§ **Required actions**:
**1)** According to the road-trip account, how many n.o.s. parts does the Buick Farm have?
**2)** Please extract, word for word, the passage of the road-trip account starting at "This was a big" and ending at "car performed flawlessly.".

=== Extract ===

I decided to drive straight to Chicago to visit a couple who I had been buying parts from for over 20 years, and yet had never met. Driving on the right was a new experience for me, but, apart from the odd mistake when turning corners, I got the hang of it quite easily [perhaps down to the great interstate freeways the USA offers!] . After 7 hours of driving I was getting a severe miss in the engine, but I made it there. On investigation, both the original battery leads were completely corroded so I was running on the generator for hours and it was hot. The problem was easily fixed by changing the battery leads & the plugs. After staying there for 3 days and picking up some n.o.s. I was now on my way to Delawaire to meet the Buick farmers.
This was a big leg to drive, I left Chicago at 10AM and drove non stop until 6AM the next morning before feeling I had to stop and get some sleep. That was how well the car drove, probably aided by my adrenaline of a dream come true – driving a classic car across America! Apart from a steering vibration caused by recapped cross ply’s, the car performed flawlessly.
I stayed with Doug and Monica at the Buick Farm for 6 days, I ordered 4 new Coker American Classic white walls, and bought a lot of n.o.s. for the 55. The collection of parts the Buick Farm has is unbelievable, over 80,000 n.o.s parts. This is by far the biggest collection of New Old Stock I have ever seen and after 6 days amongst it all I did not even see half of it.

=== Supplied data ===

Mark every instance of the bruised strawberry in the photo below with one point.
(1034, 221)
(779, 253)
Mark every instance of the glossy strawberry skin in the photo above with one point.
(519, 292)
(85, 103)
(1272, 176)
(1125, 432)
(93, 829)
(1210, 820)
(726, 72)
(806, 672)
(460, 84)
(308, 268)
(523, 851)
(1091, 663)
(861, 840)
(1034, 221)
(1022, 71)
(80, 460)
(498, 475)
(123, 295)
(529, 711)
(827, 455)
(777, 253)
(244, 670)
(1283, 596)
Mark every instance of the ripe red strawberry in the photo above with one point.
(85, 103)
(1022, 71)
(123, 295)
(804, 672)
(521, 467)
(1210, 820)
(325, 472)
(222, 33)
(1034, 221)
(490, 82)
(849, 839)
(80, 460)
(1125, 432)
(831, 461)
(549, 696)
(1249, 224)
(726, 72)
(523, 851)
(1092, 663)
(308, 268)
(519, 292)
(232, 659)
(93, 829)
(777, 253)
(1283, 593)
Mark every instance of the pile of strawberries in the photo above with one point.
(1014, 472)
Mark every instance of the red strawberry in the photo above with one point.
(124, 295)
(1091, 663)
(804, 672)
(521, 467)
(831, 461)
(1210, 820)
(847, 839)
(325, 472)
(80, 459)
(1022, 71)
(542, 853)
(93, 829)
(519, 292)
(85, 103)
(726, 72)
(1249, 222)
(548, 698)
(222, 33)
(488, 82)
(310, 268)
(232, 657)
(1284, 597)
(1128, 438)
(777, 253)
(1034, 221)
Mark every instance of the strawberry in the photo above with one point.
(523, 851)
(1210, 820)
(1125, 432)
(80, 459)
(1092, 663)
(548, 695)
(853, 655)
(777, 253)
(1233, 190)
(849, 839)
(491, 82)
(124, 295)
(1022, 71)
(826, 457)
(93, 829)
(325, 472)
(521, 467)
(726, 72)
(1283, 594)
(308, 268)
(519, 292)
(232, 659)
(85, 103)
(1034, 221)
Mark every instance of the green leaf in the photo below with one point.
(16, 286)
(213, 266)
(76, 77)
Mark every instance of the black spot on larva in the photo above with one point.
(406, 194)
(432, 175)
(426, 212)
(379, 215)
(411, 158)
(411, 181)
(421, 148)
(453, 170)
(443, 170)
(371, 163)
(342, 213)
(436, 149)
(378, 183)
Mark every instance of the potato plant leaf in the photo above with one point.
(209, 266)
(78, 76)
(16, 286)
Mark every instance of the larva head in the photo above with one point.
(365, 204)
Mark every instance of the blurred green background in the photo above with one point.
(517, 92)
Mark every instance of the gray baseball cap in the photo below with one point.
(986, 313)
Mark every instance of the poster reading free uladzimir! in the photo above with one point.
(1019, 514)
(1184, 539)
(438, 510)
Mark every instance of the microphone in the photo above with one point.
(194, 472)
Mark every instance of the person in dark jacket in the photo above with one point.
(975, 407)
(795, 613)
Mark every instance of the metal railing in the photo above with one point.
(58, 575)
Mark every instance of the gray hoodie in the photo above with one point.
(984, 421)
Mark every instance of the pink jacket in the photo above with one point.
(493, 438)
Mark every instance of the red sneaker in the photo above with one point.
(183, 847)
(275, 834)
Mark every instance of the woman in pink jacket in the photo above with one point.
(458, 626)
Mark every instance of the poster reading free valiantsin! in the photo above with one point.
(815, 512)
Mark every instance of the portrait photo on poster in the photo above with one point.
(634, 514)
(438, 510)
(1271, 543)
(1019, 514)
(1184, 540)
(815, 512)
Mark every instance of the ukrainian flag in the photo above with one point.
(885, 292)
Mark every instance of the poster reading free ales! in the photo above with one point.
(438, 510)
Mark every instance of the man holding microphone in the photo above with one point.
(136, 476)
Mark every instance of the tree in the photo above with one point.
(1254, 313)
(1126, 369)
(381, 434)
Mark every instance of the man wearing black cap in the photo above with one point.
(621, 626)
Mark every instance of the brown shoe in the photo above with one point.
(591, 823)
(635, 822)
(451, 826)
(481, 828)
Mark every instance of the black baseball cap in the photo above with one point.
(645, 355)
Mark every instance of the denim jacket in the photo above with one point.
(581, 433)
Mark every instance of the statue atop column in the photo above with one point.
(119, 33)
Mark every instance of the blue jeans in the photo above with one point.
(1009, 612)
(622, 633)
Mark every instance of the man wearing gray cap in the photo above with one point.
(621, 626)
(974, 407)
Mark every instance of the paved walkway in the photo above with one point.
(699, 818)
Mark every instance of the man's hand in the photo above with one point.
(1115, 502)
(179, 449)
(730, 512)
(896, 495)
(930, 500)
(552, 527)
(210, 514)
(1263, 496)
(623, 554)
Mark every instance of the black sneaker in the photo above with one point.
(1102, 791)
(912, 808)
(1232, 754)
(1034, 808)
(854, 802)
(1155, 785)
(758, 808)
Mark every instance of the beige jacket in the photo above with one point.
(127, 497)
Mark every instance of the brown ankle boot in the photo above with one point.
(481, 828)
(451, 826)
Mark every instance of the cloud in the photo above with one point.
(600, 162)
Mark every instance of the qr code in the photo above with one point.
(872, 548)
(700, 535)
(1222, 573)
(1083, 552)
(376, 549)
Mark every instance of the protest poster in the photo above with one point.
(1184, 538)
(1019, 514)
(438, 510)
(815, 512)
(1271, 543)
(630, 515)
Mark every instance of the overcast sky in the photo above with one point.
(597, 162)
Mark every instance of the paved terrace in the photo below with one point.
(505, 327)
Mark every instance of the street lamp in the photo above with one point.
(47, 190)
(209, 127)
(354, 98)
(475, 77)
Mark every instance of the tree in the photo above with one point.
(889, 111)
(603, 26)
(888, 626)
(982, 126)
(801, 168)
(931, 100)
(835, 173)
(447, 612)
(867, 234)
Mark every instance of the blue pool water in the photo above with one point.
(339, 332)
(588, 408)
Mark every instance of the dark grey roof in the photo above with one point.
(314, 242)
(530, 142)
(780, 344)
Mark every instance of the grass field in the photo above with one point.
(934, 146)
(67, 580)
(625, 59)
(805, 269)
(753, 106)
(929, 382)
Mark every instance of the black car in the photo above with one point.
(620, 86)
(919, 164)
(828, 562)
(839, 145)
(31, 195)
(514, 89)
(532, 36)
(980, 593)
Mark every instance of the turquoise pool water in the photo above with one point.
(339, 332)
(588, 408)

===

§ **Exercise answers**:
**1)** Over 80,000.

**2)**
This was a big leg to drive, I left Chicago at 10AM and drove non stop until 6AM the next morning before feeling I had to stop and get some sleep. That was how well the car drove, probably aided by my adrenaline of a dream come true – driving a classic car across America! Apart from a steering vibration caused by recapped cross ply’s, the car performed flawlessly.